====== 抜粋本文 ======
一目で温かさが伝わってくる作品──マンガ家とお姫様のピュア&ほんわかSFラブコメアニメ『おとなりに銀河』 久我一郎役の八代 拓さん、五色しおり役の和久井優さんが作品の魅力を語る!
『goodアフタヌーン(講談社刊)』で連載中、雨隠ギドさん原作のアニメ『おとなりに銀河』が2023年4月より放送開始!
高校卒業後、マンガ家デビューした久我一郎はその後父親を亡くし、残された幼い妹のまちと弟のふみおを養うため、日々奮闘中。ある日原稿の締め切りに追われている一郎の元に、アシスタントとして現れた五色しおりは、一郎が驚くほどの能力でサポート。執筆作業も順調に進む中、一郎としおりに思わぬアクシデントが起きて……。
====== 保存済みエントリー ======
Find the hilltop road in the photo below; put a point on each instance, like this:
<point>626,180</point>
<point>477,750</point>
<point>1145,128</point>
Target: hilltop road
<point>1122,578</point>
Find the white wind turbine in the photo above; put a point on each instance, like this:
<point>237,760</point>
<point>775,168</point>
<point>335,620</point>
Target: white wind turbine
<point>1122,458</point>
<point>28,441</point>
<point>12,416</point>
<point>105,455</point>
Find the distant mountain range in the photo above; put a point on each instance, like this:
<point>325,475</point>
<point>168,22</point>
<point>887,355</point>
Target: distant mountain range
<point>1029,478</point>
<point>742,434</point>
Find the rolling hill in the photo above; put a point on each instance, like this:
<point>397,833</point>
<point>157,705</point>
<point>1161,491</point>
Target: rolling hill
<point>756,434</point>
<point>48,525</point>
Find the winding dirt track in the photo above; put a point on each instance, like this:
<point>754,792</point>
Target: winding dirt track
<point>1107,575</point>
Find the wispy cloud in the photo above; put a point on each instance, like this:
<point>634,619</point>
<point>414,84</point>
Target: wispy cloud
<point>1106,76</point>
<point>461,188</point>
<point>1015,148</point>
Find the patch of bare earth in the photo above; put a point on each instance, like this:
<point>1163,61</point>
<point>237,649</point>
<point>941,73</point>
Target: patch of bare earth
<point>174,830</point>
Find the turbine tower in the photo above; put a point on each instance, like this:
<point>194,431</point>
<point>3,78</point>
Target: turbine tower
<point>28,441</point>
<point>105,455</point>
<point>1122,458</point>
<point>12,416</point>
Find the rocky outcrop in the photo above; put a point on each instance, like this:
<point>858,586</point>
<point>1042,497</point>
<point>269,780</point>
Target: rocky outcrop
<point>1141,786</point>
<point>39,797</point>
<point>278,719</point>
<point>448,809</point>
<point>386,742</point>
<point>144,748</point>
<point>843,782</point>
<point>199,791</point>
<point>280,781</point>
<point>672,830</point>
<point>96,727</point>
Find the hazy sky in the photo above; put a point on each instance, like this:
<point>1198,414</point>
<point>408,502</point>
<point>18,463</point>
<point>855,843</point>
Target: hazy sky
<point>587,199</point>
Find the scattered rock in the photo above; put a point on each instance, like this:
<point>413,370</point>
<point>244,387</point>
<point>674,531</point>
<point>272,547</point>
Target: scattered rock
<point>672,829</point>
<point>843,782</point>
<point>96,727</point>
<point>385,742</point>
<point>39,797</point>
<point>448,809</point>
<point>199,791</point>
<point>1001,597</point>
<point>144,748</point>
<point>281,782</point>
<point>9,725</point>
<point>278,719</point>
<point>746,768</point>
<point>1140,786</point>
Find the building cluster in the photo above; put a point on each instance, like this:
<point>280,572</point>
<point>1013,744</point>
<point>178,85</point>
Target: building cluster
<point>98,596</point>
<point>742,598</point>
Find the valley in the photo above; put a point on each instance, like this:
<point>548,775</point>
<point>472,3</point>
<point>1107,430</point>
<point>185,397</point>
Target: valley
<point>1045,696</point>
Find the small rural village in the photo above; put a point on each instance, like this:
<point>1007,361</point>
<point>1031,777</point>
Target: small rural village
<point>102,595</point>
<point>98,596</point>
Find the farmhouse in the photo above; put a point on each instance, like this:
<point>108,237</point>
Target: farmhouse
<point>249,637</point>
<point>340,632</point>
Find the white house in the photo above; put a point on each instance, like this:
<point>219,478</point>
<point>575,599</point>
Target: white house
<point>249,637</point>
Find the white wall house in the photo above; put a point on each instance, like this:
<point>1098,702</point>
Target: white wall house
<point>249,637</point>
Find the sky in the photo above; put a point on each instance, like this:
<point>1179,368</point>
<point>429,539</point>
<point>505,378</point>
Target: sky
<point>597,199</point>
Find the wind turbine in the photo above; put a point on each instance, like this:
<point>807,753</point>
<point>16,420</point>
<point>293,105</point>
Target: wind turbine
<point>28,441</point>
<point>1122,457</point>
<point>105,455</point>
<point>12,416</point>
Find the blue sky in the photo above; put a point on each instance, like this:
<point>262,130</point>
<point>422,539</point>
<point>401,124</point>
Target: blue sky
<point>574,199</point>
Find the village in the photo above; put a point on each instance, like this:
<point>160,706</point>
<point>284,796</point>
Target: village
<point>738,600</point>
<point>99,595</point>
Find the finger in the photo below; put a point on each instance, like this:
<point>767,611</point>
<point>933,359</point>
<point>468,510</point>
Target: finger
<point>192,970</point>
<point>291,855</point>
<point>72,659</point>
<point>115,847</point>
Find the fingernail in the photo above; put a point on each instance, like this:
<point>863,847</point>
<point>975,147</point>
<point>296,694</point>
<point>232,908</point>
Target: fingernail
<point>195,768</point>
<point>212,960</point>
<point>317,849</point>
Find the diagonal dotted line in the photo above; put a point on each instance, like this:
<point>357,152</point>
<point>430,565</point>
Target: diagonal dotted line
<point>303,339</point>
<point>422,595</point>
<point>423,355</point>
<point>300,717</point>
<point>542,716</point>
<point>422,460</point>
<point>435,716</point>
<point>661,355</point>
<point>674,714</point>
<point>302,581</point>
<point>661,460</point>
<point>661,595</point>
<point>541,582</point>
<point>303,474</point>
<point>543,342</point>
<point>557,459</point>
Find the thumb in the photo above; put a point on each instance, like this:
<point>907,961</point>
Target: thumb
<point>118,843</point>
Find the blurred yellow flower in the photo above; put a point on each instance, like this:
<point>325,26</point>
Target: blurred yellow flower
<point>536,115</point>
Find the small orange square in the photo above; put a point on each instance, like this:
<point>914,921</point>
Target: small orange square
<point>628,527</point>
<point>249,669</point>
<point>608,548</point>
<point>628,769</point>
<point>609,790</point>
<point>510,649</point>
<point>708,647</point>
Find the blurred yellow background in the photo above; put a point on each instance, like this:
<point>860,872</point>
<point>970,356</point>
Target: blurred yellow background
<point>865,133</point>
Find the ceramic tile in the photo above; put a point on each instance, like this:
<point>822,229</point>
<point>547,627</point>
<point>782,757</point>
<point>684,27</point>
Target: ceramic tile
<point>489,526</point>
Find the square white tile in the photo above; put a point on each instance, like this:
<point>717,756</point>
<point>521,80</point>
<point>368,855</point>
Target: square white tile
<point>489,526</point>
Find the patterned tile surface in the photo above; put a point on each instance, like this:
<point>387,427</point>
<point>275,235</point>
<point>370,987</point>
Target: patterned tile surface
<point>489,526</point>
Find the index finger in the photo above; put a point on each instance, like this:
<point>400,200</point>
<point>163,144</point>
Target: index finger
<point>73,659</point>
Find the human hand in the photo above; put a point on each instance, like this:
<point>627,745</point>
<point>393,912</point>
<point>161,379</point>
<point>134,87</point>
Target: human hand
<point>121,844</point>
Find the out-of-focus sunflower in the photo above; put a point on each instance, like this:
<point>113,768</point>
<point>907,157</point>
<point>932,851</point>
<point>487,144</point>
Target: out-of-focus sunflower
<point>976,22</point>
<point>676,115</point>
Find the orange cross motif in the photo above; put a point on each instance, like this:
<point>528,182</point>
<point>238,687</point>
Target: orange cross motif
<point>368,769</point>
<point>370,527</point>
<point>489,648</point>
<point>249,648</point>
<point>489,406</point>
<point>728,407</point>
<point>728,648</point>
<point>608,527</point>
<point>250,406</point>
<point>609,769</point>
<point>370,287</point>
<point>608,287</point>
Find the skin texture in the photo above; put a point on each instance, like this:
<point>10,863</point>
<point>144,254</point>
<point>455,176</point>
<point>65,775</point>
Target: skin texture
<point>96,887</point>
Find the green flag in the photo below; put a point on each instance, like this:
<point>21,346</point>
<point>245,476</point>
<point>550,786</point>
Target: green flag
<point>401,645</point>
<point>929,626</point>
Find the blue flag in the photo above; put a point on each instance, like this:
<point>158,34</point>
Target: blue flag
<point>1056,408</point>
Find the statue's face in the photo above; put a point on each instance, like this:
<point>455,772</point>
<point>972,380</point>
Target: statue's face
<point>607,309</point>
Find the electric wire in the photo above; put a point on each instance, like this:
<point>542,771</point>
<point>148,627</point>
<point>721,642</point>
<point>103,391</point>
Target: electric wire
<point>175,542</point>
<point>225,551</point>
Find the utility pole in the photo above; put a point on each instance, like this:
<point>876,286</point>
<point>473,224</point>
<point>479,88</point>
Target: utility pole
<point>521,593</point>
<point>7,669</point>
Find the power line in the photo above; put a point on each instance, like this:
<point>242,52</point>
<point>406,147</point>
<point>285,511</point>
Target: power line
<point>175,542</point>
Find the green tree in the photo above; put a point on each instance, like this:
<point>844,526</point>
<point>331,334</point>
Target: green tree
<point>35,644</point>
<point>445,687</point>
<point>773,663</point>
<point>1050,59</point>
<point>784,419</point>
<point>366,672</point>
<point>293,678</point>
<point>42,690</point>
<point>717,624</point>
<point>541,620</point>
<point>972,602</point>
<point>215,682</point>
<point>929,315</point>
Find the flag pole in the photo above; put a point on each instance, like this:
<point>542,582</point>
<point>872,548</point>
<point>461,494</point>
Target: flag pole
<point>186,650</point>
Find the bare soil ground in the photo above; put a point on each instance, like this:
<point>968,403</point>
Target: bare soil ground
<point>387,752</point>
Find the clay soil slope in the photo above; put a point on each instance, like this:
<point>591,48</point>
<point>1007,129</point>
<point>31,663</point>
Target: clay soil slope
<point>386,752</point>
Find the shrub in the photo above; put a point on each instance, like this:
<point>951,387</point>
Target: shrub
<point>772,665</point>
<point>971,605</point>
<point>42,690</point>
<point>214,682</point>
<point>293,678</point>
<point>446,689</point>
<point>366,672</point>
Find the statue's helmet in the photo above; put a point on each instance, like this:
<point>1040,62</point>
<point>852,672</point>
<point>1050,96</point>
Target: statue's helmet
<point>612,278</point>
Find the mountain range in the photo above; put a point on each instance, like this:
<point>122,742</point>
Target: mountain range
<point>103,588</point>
======
== 作業指示 ==
『おとなりに銀河』の紹介文を、最初から最後まで一字も変えずに書き写してください。 エントリーは『おとなりに銀河』の紹介文とは別個の資料です。

== 解答例 ==
一目で温かさが伝わってくる作品──マンガ家とお姫様のピュア&ほんわかSFラブコメアニメ『おとなりに銀河』 久我一郎役の八代 拓さん、五色しおり役の和久井優さんが作品の魅力を語る!
『goodアフタヌーン(講談社刊)』で連載中、雨隠ギドさん原作のアニメ『おとなりに銀河』が2023年4月より放送開始!
高校卒業後、マンガ家デビューした久我一郎はその後父親を亡くし、残された幼い妹のまちと弟のふみおを養うため、日々奮闘中。ある日原稿の締め切りに追われている一郎の元に、アシスタントとして現れた五色しおりは、一郎が驚くほどの能力でサポート。執筆作業も順調に進む中、一郎としおりに思わぬアクシデントが起きて……。